====== PAGE TEXT
We can be so busy making a living that we fail to make a life. Satan wants us to respond to God’s invitation to spend time with His Son by saying “later on when I have more time. How I use my time is my own business and no one else’s.” When it comes to practising our faith, delay is deadly. Tomorrow may be too late. You need God most of all when you are busiest. God wants you now, just when your schedules and timetables clash with His priorities for you. God multiplies the time you devote to Him with endless blessing.
God refuses to let those who say “no” to Him spoil the Banquet He’s preparing in honour of His Son. God doesn’t want empty seats at Jesus’ Banquet. When the “high and mighty” of this world fail to show up, God invites the “nobodies” of this world to come. God welcomes those who’ve made a mess of their lives, those ashamed of their past, those who cannot understand what God sees in them. The fact is that God cannot see anything in them, but God makes something of them. God makes them His beloved sons and daughters. At Christ’s Banquet, there will be lots of folk who never ever dreamed they’d be invited.
So there they will be, all enjoying the heavenly festivities, poor wretches whom no one took seriously, ex-criminals and ex-prostitutes, and those who could never get it all right. The most comforting words of all in Jesus parable are: “and the wedding was filled with guests!”
Then the king appeared. This is the main thing – to see the king and be able to thank him for the invitation. Heaven isn’t so much about what you and I might get, but rather about what we will “be” – with God our Maker and Jesus Christ, His celebrated Son, forever and ever.
With the king’s appearance, Jesus’ parable takes a dramatic turn. The king sees a guest without a wedding robe that he has specially supplied for the occasion. As the only one without such a garment, this person stands out like a sore thumb. The king is deeply offended by such an insult.
The man no doubt thought that what he had already was good enough. He felt he didn’t need the king’s gift. He’s a self-sufficient, self-satisfied kind of guy, who saw no need to change, a change that’s symbolised by dressing appropriately for the festive occasion. In order to give this potential participant an opportunity to justify himself, the king addresses him in a friendly manner. He gently calls him “dear friend” and assumes he has a good excuse for what he’s done. He wants to put the best construction on his actions. “Dear friend, how did you get in here without a wedding robe (v12)?” What a beautiful picture of love to the last possible moment. The man was speechless. In the face of such a lavish expression of grace, his action is indefensible, inexcusable.
What then is the meaning of this robe? To be sure, we’re invited to come to our Heavenly Father’s House just as we are. We needn’t be ashamed of the hedges and highways from which we have come. But we need to leave the past behind and let Jesus Christ transform us by His gift of righteousness. Our Lord compared the time of His coming, the Messianic Age, to a new garment. To be clothed with His new garment is a symbol of belonging to His community of salvation. He compared forgiveness with the best robe put onto the prodigal son when he returned to his father’s house.
============
====== PROVIDED DATA
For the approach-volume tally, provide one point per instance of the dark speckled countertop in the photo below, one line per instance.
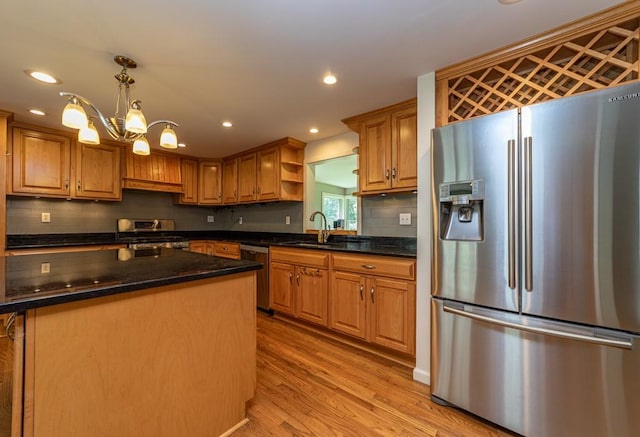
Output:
(389, 246)
(75, 276)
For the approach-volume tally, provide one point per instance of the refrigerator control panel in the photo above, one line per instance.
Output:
(462, 192)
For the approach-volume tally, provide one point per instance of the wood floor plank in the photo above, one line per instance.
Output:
(313, 386)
============
YOUR INSTRUCTIONS:
Answer these questions about the banquet parable passage above:
(a) What does the king notice about one guest when he appears?
(b) What does the king call this guest when he speaks to him?
(c) What did Jesus compare forgiveness with?

EXERCISE SOLUTION:
(a) The guest is not wearing the wedding robe the king had specially supplied for the occasion.
(b) He calls him "dear friend."
(c) He compared it with the best robe put onto the prodigal son when he returned to his father's house.